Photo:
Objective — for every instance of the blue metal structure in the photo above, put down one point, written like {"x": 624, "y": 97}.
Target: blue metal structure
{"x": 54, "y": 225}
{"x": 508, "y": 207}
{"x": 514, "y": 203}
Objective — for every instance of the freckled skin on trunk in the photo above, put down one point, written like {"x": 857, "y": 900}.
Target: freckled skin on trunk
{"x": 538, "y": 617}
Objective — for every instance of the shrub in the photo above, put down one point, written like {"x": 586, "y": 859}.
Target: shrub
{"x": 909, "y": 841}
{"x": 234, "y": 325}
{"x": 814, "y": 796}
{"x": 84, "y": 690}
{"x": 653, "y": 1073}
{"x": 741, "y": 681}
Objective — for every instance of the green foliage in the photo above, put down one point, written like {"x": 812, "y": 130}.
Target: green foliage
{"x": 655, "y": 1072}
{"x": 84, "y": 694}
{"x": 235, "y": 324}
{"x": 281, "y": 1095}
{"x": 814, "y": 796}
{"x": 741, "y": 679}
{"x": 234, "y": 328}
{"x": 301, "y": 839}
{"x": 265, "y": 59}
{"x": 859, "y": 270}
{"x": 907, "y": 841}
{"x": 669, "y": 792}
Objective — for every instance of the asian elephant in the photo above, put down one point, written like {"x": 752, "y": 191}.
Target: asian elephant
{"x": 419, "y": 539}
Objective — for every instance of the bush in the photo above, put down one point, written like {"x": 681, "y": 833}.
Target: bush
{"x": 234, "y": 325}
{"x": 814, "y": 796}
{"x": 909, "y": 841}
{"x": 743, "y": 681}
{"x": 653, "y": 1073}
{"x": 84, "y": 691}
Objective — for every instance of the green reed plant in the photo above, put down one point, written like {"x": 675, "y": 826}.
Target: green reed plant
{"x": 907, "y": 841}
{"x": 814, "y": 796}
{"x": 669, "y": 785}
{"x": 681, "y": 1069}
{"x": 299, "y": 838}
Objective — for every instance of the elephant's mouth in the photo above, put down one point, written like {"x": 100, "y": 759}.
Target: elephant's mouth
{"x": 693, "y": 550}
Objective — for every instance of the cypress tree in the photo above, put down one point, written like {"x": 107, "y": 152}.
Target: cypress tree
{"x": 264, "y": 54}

____

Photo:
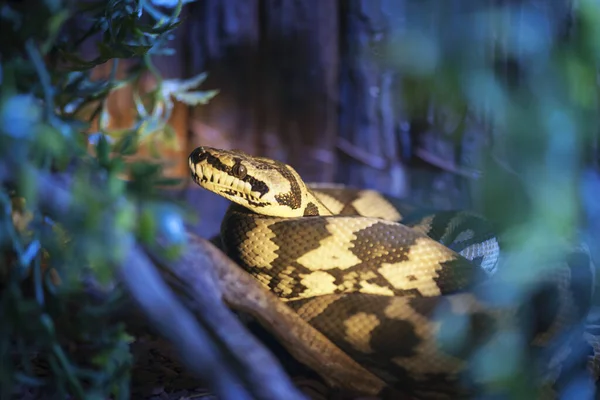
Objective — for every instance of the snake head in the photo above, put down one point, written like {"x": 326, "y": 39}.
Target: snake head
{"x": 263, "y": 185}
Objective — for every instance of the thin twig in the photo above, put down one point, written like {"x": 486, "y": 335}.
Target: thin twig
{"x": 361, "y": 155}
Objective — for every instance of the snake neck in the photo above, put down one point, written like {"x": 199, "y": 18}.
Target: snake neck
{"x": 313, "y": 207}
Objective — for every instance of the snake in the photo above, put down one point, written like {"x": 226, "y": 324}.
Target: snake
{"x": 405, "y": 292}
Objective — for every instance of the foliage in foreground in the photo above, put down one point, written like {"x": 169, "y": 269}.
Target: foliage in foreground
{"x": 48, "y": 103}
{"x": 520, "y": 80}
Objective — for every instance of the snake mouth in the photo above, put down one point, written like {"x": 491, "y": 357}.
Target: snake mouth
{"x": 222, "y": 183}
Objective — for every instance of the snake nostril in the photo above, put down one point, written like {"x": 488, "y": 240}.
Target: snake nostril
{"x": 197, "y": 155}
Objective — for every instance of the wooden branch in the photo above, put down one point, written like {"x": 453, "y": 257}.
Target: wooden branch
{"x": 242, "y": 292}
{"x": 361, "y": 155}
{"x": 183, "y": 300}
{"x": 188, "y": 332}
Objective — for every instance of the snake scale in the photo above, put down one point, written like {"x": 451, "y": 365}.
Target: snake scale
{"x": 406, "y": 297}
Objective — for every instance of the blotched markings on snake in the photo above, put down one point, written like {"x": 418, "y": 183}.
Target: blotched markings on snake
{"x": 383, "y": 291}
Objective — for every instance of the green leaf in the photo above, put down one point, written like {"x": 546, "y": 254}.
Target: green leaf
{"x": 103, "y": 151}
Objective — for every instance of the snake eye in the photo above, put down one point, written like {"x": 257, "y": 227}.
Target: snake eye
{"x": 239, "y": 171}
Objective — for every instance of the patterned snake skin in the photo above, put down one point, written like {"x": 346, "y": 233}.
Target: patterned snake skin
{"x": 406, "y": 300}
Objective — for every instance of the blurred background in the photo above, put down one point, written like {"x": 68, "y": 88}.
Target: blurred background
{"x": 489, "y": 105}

____

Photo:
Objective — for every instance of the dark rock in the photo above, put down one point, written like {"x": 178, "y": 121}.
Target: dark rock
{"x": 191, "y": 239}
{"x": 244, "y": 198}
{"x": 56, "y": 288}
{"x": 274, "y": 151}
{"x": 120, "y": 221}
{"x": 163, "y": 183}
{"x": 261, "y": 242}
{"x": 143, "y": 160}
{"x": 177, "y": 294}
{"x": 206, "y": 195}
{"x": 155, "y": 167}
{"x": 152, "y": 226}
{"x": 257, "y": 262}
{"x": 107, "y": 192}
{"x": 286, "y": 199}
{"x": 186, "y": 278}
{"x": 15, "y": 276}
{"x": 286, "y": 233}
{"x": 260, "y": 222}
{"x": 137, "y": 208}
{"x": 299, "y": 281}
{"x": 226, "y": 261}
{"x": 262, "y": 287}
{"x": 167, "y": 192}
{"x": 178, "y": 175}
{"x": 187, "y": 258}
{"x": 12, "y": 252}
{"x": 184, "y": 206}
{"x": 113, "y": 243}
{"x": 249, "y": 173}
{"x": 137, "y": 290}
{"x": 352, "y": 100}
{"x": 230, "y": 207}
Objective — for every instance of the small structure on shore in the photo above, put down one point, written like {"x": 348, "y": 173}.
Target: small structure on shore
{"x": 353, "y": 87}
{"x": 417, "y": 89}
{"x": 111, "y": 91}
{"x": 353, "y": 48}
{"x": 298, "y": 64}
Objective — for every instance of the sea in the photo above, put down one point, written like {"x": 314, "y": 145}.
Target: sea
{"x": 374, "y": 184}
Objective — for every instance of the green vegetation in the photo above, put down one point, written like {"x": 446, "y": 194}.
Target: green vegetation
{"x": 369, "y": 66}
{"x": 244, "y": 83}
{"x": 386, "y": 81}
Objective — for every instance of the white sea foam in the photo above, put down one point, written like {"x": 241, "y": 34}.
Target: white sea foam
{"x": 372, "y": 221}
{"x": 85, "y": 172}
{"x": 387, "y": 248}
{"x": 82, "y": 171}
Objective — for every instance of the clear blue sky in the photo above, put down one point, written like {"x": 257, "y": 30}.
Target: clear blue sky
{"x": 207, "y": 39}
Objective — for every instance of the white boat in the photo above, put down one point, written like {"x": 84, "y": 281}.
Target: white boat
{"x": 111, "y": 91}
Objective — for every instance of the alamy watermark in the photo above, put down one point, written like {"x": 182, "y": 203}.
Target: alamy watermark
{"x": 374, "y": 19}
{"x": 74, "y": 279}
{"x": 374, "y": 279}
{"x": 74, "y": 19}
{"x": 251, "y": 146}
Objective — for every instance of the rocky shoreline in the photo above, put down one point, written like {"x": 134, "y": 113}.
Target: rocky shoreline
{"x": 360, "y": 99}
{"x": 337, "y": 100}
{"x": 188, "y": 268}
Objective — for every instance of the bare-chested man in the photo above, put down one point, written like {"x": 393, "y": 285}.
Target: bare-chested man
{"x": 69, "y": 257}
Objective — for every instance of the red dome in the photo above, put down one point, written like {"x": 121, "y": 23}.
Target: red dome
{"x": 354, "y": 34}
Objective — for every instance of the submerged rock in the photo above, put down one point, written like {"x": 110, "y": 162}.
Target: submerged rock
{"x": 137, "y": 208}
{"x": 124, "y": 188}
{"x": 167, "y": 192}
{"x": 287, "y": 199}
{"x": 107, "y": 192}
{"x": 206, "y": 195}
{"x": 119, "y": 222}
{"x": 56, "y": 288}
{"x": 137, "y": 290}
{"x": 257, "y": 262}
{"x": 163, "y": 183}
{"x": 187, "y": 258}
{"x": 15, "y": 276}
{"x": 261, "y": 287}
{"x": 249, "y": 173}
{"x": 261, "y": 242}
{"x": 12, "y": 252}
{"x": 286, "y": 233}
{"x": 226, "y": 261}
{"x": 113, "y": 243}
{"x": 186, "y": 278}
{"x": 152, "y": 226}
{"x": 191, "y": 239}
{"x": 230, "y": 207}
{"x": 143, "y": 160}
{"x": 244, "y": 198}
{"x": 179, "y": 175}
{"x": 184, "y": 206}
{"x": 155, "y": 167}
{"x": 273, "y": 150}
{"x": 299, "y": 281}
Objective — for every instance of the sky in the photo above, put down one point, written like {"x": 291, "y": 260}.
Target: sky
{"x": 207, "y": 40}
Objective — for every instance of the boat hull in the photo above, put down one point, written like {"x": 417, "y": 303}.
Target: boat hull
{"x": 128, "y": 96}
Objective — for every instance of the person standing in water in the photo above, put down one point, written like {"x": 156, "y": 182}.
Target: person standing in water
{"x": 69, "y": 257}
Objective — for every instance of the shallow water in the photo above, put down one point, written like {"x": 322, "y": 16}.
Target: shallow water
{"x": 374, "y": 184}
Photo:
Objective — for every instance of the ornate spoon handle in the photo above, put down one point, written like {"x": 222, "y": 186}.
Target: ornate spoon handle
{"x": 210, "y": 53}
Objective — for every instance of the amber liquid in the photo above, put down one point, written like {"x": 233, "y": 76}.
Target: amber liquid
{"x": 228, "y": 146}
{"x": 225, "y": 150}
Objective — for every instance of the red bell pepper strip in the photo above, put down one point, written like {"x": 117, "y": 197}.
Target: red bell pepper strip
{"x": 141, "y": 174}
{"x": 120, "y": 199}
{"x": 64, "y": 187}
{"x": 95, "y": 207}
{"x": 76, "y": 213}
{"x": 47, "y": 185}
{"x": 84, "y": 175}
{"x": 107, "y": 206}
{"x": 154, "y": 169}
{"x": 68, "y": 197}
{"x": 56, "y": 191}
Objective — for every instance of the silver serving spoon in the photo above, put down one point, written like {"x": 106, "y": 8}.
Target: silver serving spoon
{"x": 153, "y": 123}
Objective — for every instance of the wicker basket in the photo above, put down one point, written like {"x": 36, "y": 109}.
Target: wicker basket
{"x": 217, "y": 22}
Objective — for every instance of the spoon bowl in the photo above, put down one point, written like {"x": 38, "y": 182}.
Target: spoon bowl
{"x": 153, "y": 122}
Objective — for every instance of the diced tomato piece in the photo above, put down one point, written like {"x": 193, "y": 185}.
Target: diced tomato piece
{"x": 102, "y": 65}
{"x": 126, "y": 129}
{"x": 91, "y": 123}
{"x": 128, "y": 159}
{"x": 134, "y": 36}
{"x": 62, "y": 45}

____

**What is asked:** Please pull out every line of the records above that contains the word "blue", matching case exactly, and copy each one.

**Correct result:**
Objective — for every instance of the blue metal structure in the photo above, put down one point, written like {"x": 624, "y": 97}.
Target: blue metal structure
Objective — for every instance of the clear blue sky in the photo above, put down one point, written like {"x": 257, "y": 30}.
Target: clear blue sky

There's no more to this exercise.